===== Task inputs
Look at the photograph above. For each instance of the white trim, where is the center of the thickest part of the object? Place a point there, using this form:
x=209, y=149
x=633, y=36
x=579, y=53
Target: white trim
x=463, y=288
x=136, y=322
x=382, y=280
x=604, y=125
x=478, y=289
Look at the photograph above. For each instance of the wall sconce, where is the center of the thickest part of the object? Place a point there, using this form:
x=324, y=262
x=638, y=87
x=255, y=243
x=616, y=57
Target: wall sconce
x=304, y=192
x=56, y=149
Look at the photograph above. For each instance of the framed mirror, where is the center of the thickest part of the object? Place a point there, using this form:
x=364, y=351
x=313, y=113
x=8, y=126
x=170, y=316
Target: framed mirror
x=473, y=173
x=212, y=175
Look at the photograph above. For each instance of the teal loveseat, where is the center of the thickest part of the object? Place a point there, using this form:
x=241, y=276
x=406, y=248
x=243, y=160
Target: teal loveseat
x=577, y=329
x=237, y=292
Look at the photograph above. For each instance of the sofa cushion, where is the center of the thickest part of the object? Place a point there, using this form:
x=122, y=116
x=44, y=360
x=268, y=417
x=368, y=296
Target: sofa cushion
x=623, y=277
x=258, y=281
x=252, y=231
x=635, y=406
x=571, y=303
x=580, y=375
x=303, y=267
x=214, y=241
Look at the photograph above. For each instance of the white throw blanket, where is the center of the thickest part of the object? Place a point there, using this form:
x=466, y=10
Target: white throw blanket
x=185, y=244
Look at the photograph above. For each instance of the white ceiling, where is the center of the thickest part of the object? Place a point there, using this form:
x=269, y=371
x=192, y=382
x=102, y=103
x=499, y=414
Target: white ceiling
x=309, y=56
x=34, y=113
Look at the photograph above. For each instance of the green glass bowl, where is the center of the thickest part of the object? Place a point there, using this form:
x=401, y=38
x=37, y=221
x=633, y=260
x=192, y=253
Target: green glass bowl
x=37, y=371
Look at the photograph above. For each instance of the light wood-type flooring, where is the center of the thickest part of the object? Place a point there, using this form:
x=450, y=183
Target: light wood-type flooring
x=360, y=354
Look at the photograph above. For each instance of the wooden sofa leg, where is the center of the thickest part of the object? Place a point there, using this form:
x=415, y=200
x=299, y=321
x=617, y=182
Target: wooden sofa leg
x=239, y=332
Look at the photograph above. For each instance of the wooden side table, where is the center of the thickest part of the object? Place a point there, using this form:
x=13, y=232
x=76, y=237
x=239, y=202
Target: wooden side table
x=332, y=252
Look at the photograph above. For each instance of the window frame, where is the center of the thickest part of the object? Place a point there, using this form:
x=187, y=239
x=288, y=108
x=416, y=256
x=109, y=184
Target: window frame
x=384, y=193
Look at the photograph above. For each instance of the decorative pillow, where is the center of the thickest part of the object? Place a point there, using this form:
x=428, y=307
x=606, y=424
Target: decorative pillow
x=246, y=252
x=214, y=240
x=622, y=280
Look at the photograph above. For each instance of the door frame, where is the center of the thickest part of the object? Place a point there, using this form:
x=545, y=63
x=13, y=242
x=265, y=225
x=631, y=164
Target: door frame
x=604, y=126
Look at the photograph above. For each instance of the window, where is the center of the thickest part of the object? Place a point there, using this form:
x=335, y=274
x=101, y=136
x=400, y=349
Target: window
==========
▶ Required work
Nothing in the entries above may be left out; retype them all exactly.

▶ Answer to this exercise
Look at the photograph above. For each instance of the white trim, where is the center of the thickest part of the object? Place a point there, using this form:
x=209, y=149
x=633, y=36
x=579, y=53
Target: white trim
x=463, y=288
x=136, y=322
x=382, y=280
x=604, y=125
x=478, y=289
Look at the photograph above. For each instance of the wall sconce, where is the center of the thickest part of the object? Place a point there, using this form:
x=324, y=262
x=638, y=87
x=255, y=243
x=616, y=57
Target: wall sconce
x=304, y=192
x=56, y=149
Look at the photograph above. For each instance of the framed mirror, where is the center of the thickest part of the object? Place a point there, using this form:
x=364, y=351
x=313, y=113
x=8, y=126
x=170, y=316
Target: framed mirror
x=473, y=173
x=212, y=175
Look at the photograph above. For each instance of the teal loveseat, where is the center of the thickest part of the object? Place a point there, using this form:
x=241, y=276
x=406, y=248
x=243, y=160
Target: teal loveseat
x=577, y=329
x=237, y=292
Look at the photograph above. For each instance of the sofa cushion, where is the center of the thickest part of the object? Place a point there, using this form:
x=122, y=116
x=44, y=360
x=268, y=417
x=368, y=296
Target: sofa cushion
x=623, y=277
x=258, y=281
x=252, y=231
x=635, y=406
x=571, y=303
x=580, y=375
x=303, y=267
x=214, y=241
Look at the photograph above. For each instance of the white throw blanket, where is the center of the thickest part of the object? Place a point there, using this form:
x=466, y=10
Target: white throw blanket
x=185, y=244
Look at the photograph above. For each instance of the white ceiling, where is the center of the thickest part of the object? Place a point there, using this form:
x=269, y=371
x=192, y=382
x=102, y=103
x=499, y=414
Target: white ceiling
x=309, y=56
x=34, y=113
Look at the photograph above. For each instance of the green glass bowl, where is the center of the thickest part of the object? Place a point there, using this form:
x=401, y=38
x=37, y=221
x=633, y=260
x=192, y=253
Target: green glass bowl
x=37, y=371
Look at the photograph above. For each instance of the light wood-type flooring, where is the center of the thickest part of the object? Place a point there, using this form:
x=450, y=183
Target: light wood-type flooring
x=360, y=354
Look at the photograph above. For each instance of the wooden sofa leg, where is the center of the thickest part of the object? Place a point there, using this form:
x=415, y=200
x=299, y=321
x=617, y=182
Target: wooden sofa leg
x=239, y=332
Look at the photograph above. For each instance of the wooden side table, where is the center of the thickest part of the object? Place a point there, using this form:
x=13, y=232
x=76, y=237
x=239, y=202
Target: wooden side table
x=332, y=252
Look at the photograph above. For each instance of the window frame, where is the center of the thickest part of the object? Place a point there, using this form:
x=187, y=239
x=288, y=108
x=416, y=256
x=109, y=184
Target: window frame
x=384, y=193
Look at the photograph above. For each instance of the decorative pillow, where is the center of the thickest part of the object? Place a point there, using this form:
x=428, y=307
x=606, y=424
Target: decorative pillow
x=246, y=252
x=214, y=240
x=622, y=280
Look at the photograph above. For each instance of the door frame, where is the center of the thickest part of the object? Place a point there, using this form:
x=545, y=63
x=13, y=242
x=265, y=225
x=631, y=164
Target: door frame
x=604, y=126
Look at the photograph above. For each instance of the window, where is the center of the thickest part of the object? Place a point there, using this form:
x=335, y=274
x=101, y=136
x=400, y=349
Target: window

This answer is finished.